— begin Given records —
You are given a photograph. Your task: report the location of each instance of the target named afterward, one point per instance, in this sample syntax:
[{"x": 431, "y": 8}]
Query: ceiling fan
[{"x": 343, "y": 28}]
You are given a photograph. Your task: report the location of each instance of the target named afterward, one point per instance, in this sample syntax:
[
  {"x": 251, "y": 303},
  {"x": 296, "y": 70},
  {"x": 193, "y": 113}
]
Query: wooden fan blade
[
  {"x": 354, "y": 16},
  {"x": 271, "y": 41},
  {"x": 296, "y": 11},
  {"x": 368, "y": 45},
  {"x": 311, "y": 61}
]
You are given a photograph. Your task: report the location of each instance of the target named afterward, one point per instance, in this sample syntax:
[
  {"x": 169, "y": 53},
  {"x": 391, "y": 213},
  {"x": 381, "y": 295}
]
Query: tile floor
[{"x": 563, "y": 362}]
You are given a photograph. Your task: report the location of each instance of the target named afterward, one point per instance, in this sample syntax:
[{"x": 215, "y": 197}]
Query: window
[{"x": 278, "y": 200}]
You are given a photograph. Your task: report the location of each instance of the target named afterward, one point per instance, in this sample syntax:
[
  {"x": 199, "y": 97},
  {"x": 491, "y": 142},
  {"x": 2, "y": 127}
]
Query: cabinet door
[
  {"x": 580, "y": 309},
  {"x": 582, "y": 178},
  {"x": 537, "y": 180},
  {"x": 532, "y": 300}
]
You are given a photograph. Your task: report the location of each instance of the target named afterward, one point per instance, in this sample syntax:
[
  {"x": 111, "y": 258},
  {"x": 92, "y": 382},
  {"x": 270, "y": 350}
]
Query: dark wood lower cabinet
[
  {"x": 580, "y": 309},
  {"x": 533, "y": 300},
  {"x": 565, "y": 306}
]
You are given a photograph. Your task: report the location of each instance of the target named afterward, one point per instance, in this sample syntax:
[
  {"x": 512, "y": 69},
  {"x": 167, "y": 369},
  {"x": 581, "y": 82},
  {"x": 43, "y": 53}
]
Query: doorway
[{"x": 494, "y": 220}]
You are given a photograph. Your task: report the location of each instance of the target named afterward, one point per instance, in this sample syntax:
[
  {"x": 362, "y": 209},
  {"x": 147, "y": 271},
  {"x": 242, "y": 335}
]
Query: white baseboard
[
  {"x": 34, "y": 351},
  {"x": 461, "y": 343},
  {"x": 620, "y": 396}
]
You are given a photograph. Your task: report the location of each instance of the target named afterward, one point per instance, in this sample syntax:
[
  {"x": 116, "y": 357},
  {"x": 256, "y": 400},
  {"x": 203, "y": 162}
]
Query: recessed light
— end Given records —
The entries above must be returned exactly.

You are given a photograph. Your task: report the location of each instance of the target named afterward, one point per instance, in this sample syntax:
[{"x": 431, "y": 8}]
Query: ceiling fan
[{"x": 343, "y": 28}]
You are given a photograph. Your task: report the location of each instance of the target named afterward, one point per instance, in this sample syntax:
[
  {"x": 251, "y": 303},
  {"x": 296, "y": 70},
  {"x": 193, "y": 113}
]
Query: wooden fan blade
[
  {"x": 354, "y": 16},
  {"x": 271, "y": 41},
  {"x": 296, "y": 11},
  {"x": 368, "y": 45},
  {"x": 311, "y": 61}
]
You are given a photograph. Your task: report the location of each instance of the target named afterward, one point per instance, in this sample syntax:
[
  {"x": 169, "y": 53},
  {"x": 391, "y": 213},
  {"x": 381, "y": 295}
]
Query: tile floor
[{"x": 563, "y": 362}]
You are given a photograph. Your task: report the location of each instance of the target named afterward, one point per instance, in this sample syntax:
[{"x": 215, "y": 197}]
Query: window
[{"x": 278, "y": 200}]
You are given a photograph. Your task: report the location of each instance of the target named afterward, one point per instance, in this sample syntax:
[
  {"x": 199, "y": 97},
  {"x": 491, "y": 142},
  {"x": 2, "y": 127}
]
Query: cabinet door
[
  {"x": 580, "y": 309},
  {"x": 582, "y": 178},
  {"x": 537, "y": 180},
  {"x": 532, "y": 300}
]
You are given a photograph. Your task: report the location of each instance of the target named afterward, one point per instance, in this sample syntax:
[
  {"x": 111, "y": 258},
  {"x": 92, "y": 382},
  {"x": 270, "y": 350}
]
Query: dark wood lower cabinet
[
  {"x": 580, "y": 309},
  {"x": 533, "y": 300},
  {"x": 565, "y": 306}
]
You are given a photograph. Your task: report the location of each instance of the target named afterward, one point per instance, in this sample syntax:
[
  {"x": 512, "y": 69},
  {"x": 167, "y": 369},
  {"x": 581, "y": 82},
  {"x": 43, "y": 53}
]
Query: doorway
[{"x": 494, "y": 220}]
You are given a photograph. Your task: report the location of each instance of the target named afterward, one point per instance, in this sample syntax:
[
  {"x": 362, "y": 209},
  {"x": 147, "y": 271},
  {"x": 242, "y": 335}
]
Query: white baseboard
[
  {"x": 34, "y": 351},
  {"x": 461, "y": 343},
  {"x": 620, "y": 396}
]
You are given a photograph. Your task: report the location of each instance of the target named afterward, one point per instance, in this sample syntax:
[
  {"x": 116, "y": 357},
  {"x": 256, "y": 400},
  {"x": 203, "y": 162}
]
Query: recessed light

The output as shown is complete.